* [Dataset entries]:
####

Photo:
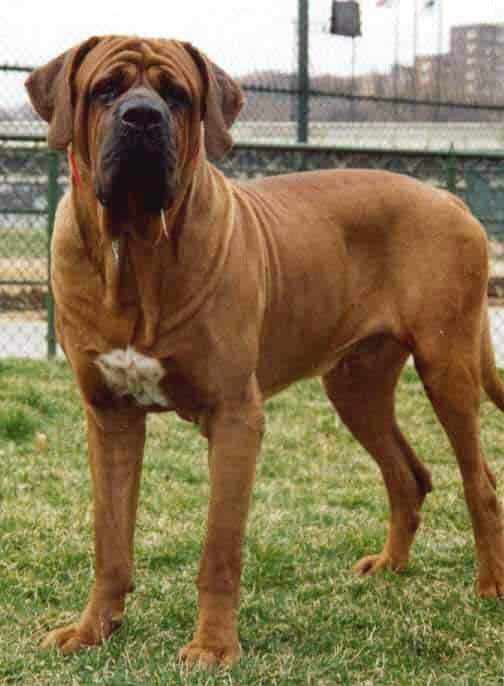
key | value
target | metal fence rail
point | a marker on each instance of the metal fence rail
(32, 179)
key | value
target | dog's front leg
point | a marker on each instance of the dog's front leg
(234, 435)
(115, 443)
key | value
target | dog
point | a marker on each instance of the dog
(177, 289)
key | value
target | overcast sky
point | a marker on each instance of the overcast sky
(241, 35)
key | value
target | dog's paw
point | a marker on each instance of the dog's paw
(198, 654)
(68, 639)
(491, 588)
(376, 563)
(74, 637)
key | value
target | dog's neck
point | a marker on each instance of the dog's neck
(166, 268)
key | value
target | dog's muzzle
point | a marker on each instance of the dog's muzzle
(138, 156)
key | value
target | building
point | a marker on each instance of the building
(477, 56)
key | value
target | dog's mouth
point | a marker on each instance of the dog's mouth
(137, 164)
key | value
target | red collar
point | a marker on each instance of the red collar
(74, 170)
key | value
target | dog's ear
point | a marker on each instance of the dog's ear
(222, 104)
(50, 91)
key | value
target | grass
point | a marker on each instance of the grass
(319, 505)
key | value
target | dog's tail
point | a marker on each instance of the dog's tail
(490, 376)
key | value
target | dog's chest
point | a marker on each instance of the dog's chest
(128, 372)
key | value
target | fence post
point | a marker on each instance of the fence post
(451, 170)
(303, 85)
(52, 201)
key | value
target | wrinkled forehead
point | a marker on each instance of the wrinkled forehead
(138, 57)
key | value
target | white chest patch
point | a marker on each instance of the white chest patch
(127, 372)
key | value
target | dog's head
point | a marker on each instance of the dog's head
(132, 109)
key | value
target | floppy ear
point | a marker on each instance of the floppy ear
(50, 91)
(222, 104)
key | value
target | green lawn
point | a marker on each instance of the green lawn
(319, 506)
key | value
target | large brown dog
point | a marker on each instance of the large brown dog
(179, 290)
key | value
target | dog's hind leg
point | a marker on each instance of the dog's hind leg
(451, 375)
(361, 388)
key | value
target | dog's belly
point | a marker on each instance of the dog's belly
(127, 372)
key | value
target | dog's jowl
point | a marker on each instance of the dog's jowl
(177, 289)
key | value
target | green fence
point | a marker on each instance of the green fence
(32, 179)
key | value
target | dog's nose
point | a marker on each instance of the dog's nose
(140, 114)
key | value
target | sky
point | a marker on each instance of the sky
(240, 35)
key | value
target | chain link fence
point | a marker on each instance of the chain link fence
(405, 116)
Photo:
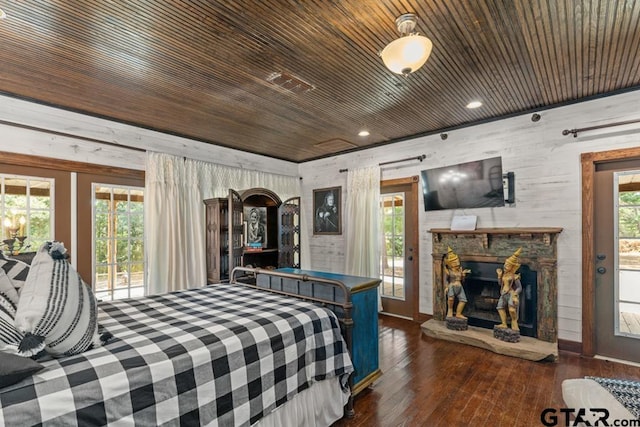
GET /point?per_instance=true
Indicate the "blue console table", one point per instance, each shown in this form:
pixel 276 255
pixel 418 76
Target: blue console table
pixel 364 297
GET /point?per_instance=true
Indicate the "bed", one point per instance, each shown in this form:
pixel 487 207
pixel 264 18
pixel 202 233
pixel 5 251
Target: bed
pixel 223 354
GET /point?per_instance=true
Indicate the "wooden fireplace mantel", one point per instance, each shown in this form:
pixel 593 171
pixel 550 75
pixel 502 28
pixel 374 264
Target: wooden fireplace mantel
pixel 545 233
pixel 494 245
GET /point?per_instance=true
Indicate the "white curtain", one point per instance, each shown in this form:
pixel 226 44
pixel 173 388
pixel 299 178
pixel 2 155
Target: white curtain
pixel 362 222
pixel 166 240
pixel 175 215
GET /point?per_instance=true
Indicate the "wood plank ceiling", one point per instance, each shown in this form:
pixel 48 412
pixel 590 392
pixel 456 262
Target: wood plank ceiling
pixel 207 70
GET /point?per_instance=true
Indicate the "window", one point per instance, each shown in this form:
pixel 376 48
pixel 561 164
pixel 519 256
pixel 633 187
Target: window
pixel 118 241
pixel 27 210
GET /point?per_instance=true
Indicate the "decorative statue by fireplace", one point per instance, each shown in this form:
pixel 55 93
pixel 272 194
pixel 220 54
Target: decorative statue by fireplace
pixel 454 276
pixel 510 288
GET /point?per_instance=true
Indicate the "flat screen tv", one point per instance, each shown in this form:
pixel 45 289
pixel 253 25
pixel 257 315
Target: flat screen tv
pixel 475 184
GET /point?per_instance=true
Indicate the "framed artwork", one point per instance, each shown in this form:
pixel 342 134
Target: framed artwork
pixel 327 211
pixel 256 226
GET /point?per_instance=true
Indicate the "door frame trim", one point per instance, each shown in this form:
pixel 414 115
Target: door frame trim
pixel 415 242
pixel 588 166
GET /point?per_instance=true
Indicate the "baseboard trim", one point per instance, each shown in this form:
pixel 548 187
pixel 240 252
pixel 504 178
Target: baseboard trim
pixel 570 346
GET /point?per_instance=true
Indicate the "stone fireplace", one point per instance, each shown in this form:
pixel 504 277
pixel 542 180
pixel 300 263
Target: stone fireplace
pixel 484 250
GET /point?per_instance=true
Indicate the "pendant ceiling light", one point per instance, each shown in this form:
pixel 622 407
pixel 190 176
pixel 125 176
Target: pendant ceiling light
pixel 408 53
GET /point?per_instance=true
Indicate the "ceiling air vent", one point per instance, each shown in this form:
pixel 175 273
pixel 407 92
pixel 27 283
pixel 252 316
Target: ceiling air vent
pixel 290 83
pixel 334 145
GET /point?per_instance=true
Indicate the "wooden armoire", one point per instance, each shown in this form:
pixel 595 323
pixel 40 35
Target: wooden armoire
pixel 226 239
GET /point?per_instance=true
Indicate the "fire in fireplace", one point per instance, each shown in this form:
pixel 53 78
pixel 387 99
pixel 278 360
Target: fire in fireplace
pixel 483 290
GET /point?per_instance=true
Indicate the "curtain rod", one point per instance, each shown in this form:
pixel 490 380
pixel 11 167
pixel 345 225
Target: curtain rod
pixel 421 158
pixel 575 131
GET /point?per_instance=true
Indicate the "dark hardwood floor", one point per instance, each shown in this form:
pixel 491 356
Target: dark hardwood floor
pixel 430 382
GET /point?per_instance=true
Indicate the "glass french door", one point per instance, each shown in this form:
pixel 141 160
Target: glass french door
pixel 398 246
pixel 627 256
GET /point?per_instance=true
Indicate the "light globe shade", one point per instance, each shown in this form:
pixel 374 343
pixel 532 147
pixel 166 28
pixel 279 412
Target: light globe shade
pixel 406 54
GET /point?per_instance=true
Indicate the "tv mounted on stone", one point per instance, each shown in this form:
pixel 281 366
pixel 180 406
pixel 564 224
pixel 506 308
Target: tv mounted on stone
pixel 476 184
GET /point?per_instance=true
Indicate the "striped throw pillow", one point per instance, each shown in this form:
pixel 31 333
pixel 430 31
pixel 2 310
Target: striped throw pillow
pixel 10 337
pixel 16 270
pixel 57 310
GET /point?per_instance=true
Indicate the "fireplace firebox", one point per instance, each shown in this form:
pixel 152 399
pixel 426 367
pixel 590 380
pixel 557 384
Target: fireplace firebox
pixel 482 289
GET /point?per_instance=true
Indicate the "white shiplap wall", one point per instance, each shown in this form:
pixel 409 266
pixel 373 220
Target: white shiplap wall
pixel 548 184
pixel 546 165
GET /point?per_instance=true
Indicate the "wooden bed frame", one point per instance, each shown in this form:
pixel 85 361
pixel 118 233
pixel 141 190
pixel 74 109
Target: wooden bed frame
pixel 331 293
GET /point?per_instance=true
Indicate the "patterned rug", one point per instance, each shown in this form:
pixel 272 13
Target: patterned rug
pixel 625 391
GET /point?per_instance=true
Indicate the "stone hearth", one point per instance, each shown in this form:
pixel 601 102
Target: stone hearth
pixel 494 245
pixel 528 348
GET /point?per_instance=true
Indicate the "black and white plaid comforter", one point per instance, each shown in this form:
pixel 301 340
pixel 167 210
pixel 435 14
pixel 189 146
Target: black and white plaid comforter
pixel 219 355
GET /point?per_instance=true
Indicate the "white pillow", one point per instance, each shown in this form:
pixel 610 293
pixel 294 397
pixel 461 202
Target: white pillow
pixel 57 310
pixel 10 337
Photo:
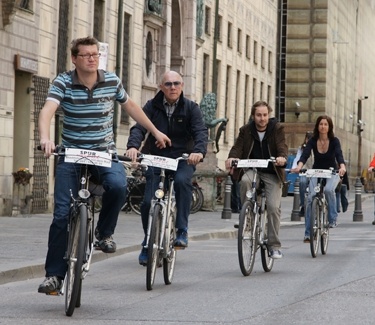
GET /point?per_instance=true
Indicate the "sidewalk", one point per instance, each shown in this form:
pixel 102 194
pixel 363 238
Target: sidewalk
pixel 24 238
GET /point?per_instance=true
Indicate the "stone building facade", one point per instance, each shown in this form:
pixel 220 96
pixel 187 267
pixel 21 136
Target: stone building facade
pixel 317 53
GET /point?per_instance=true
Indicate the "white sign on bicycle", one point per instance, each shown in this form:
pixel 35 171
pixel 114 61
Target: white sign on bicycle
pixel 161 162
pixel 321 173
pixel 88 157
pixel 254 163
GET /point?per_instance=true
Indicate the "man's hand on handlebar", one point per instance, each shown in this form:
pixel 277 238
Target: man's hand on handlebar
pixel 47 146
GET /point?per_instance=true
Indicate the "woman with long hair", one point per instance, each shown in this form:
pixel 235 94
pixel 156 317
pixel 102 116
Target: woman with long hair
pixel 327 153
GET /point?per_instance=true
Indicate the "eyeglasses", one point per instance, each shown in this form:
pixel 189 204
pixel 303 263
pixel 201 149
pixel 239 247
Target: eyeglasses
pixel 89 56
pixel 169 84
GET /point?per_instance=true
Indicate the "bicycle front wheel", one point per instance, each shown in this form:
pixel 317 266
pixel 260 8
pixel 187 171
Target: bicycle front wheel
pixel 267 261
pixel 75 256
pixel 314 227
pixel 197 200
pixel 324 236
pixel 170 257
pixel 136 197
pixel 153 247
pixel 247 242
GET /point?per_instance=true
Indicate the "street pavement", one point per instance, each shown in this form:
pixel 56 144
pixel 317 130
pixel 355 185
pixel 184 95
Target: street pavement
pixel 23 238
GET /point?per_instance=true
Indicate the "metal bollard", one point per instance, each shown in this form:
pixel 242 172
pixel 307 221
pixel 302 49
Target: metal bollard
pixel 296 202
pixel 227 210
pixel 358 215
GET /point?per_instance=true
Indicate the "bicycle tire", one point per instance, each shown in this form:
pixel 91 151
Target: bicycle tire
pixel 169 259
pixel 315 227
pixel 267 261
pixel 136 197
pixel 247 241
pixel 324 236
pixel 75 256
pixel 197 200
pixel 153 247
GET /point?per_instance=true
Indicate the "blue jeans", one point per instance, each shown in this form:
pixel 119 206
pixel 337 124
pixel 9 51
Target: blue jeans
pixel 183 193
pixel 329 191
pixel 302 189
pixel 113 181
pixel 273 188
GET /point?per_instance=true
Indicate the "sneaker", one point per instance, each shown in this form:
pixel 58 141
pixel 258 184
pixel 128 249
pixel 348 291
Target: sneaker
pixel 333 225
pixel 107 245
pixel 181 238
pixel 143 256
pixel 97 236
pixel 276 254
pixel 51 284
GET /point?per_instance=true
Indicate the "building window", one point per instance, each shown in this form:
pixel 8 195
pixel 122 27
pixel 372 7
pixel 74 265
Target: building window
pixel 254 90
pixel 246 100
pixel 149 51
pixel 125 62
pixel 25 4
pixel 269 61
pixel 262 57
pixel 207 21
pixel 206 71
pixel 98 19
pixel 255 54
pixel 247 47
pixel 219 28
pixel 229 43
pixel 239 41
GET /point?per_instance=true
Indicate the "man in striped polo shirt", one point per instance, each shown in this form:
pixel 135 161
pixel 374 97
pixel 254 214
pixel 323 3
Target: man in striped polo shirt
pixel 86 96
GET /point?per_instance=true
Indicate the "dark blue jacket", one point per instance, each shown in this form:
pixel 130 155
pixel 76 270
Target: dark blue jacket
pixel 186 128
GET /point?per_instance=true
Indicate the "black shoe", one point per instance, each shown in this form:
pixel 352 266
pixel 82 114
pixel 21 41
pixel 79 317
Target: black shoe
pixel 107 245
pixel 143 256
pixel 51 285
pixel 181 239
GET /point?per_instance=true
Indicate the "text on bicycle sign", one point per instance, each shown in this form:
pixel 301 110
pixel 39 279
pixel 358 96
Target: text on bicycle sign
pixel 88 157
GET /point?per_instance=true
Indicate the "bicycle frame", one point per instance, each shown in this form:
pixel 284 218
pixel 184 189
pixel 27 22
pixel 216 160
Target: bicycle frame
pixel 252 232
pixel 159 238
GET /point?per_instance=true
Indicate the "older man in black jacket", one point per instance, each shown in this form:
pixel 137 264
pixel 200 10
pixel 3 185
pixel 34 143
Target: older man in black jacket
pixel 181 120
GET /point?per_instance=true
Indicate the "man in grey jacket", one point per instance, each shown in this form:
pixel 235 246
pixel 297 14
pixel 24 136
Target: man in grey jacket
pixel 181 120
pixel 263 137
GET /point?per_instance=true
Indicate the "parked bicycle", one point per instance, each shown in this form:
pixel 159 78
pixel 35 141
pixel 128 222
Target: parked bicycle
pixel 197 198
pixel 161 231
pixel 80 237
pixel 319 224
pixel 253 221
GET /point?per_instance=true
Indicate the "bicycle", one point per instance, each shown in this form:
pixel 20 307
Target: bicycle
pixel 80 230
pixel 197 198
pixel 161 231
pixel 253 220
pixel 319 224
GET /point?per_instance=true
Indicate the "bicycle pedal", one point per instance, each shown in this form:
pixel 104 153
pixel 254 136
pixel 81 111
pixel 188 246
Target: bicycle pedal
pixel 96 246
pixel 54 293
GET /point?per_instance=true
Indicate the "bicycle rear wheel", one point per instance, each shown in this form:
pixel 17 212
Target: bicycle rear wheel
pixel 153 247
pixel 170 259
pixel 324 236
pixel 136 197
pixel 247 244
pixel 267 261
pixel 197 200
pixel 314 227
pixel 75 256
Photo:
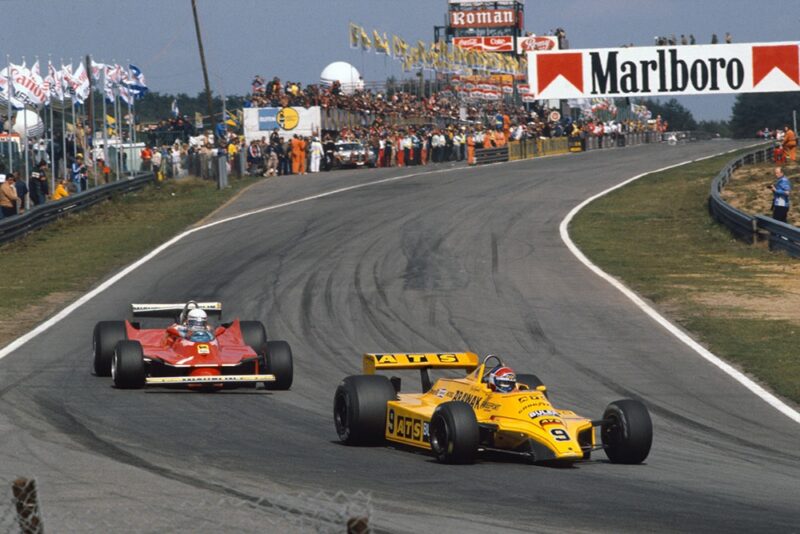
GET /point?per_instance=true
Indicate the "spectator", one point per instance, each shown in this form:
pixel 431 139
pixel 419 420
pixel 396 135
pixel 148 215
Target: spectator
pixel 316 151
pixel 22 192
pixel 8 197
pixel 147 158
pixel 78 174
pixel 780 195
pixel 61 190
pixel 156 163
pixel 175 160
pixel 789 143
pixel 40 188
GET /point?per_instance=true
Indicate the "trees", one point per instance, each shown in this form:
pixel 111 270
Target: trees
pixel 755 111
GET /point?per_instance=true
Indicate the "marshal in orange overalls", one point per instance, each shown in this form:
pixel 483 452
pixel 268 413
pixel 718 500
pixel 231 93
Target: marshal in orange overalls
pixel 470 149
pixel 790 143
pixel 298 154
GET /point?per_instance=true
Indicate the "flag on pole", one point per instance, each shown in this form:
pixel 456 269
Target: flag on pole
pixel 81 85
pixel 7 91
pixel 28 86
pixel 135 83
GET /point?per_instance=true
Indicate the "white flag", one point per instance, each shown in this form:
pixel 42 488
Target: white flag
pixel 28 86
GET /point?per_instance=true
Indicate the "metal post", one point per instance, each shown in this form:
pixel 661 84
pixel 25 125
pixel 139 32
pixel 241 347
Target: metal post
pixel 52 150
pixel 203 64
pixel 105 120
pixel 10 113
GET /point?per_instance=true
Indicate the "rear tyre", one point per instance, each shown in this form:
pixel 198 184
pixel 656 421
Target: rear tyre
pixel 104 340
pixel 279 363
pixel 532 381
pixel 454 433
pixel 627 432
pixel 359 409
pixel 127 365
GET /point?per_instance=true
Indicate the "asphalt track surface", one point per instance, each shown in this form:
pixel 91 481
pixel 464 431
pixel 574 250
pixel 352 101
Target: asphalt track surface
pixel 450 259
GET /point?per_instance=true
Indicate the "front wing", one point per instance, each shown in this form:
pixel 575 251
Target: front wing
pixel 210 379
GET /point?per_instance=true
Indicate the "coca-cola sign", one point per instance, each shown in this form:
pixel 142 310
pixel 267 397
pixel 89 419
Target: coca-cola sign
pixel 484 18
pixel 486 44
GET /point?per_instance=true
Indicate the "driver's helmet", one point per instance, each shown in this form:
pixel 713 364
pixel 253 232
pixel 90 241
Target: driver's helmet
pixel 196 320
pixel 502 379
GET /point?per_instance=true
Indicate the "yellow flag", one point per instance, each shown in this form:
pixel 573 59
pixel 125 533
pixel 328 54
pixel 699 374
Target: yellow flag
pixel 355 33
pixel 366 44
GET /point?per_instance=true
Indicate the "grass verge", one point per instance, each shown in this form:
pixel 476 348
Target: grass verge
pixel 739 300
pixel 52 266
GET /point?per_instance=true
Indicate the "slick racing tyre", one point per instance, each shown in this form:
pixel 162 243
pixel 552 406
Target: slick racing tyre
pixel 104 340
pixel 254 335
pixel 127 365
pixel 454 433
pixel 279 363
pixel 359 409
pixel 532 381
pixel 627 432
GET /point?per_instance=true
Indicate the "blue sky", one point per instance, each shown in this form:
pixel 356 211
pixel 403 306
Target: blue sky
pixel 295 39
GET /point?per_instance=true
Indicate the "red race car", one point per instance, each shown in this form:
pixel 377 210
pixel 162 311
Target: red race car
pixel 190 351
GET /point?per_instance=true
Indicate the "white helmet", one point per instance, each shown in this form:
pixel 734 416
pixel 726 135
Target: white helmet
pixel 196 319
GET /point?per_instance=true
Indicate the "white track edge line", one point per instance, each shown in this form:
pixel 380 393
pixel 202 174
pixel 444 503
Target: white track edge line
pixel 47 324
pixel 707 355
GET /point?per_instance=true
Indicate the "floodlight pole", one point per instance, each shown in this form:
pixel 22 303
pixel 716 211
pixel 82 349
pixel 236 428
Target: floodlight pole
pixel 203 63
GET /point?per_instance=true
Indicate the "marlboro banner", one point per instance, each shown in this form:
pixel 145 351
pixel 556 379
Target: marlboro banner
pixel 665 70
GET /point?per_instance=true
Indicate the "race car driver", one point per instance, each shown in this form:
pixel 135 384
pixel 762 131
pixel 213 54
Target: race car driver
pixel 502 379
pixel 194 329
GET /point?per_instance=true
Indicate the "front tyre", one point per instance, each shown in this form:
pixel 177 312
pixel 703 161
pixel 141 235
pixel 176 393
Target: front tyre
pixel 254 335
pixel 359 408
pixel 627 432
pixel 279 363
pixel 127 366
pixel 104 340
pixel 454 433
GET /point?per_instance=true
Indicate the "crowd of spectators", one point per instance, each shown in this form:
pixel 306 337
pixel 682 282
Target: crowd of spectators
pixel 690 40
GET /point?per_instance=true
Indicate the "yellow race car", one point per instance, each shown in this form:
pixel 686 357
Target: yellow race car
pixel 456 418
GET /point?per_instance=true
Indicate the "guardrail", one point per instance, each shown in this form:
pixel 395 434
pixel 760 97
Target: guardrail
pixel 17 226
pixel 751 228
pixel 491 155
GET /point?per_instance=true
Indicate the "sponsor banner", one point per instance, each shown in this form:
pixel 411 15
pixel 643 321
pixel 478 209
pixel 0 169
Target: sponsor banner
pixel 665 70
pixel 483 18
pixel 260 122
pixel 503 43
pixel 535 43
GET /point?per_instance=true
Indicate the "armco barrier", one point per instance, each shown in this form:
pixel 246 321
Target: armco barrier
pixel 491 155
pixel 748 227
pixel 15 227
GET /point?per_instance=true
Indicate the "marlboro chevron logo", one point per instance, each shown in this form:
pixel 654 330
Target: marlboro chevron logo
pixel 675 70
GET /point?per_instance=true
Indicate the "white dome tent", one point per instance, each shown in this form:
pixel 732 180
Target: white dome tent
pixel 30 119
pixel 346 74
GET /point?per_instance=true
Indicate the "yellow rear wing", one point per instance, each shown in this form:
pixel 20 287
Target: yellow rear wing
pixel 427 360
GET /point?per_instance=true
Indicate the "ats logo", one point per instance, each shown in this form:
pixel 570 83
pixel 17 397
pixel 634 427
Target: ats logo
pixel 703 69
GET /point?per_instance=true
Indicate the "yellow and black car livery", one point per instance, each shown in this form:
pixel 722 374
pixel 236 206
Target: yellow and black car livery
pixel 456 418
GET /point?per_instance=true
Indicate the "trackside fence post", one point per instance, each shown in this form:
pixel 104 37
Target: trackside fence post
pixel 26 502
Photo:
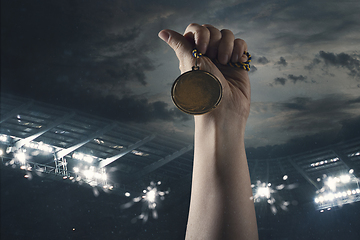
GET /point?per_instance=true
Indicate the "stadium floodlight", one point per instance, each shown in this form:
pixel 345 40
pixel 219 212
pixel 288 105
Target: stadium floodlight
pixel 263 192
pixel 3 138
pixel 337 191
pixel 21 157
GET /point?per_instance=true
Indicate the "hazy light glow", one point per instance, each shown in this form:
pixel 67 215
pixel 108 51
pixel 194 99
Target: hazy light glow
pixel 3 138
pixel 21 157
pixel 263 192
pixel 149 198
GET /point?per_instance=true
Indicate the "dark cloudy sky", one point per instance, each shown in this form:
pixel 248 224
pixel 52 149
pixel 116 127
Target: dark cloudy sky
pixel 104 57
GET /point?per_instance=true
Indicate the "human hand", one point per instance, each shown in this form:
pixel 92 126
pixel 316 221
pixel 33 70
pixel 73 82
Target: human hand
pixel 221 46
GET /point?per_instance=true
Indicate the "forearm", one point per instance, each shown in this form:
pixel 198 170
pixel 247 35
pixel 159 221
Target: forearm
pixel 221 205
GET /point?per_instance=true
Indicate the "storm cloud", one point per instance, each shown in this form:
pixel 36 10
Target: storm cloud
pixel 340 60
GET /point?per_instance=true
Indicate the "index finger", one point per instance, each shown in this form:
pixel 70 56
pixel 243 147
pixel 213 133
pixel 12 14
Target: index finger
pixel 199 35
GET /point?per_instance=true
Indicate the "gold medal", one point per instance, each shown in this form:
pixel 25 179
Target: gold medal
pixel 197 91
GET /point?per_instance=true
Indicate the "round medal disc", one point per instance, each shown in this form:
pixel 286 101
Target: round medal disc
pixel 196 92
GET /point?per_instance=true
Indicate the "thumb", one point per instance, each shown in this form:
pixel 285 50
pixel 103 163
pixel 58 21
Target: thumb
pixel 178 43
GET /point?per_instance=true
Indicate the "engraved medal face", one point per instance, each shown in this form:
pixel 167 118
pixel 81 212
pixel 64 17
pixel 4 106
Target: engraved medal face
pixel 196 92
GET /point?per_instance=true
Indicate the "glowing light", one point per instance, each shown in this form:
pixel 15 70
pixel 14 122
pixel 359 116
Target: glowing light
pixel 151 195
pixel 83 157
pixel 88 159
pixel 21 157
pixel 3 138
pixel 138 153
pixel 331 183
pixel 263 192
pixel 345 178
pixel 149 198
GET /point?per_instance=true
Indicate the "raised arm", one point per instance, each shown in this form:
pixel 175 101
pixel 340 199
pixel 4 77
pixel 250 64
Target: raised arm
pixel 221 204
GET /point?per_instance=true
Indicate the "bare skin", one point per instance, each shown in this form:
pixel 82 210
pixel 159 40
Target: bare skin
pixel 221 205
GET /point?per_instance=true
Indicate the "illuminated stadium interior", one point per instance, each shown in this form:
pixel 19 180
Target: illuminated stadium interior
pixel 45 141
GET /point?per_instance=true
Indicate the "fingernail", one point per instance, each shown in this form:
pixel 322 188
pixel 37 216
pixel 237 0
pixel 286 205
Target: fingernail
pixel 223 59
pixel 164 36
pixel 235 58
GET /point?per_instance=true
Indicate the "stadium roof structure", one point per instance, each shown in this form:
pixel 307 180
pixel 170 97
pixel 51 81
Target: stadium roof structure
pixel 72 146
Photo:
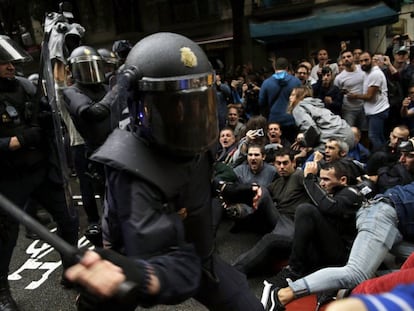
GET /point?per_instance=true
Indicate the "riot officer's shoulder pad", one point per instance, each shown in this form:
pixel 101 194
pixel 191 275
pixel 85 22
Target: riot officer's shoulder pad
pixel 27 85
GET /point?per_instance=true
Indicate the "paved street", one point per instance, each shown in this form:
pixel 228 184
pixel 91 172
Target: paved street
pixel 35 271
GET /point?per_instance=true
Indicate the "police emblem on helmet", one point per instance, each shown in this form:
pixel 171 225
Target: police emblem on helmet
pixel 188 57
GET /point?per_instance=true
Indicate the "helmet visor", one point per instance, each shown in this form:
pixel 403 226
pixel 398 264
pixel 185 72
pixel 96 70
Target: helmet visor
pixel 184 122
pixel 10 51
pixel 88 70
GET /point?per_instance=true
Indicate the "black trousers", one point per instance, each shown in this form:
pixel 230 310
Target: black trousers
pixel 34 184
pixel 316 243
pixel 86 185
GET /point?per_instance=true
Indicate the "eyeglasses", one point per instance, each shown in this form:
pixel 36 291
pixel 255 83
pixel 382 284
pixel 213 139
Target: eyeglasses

####

* [To do]: In the listing above, find the line with "pixel 170 97" and the line with "pixel 85 22". Copy exactly those lines and all between them, minus the images.

* [Reply to the exercise]:
pixel 170 97
pixel 51 81
Target: stadium roof structure
pixel 72 146
Photo:
GET /point?per_instance=true
Indicate the "riot officer's shoulder pad", one point per instance, each shown in this form:
pixel 101 194
pixel 191 275
pixel 85 22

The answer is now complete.